A faithful transcript of all the lines below, with no pictures, is the goal here.
□ □ □ □ □
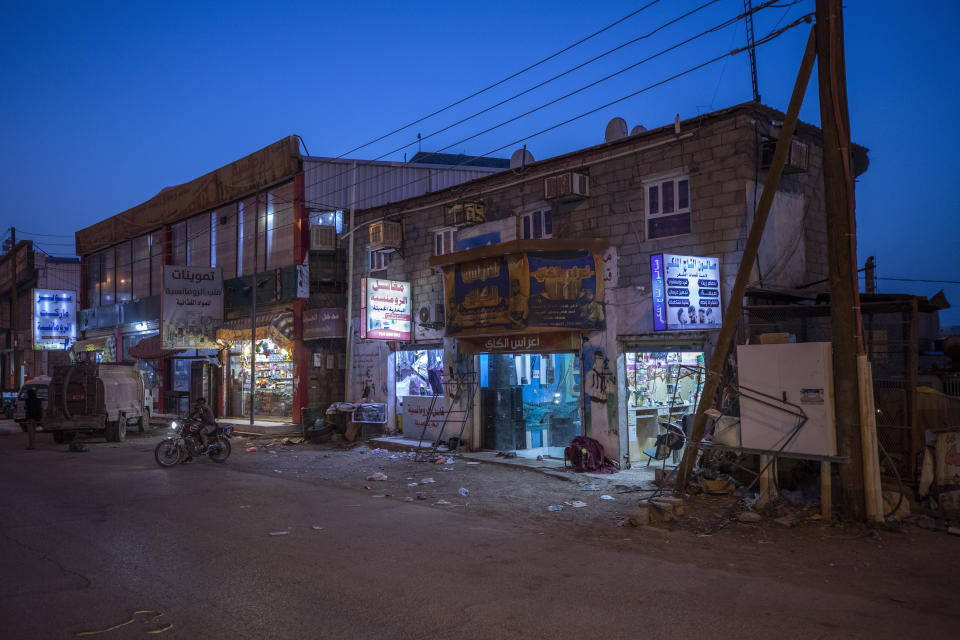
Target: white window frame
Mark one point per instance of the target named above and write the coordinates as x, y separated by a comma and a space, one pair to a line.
671, 182
444, 241
378, 261
529, 218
□ □ □ □ □
**ANSWER SPACE**
Target: white window frame
Mark one point per instance of the target named above and write the coordinates as x, y separated by a comma and a space, one pair to a line.
671, 182
444, 241
378, 261
529, 218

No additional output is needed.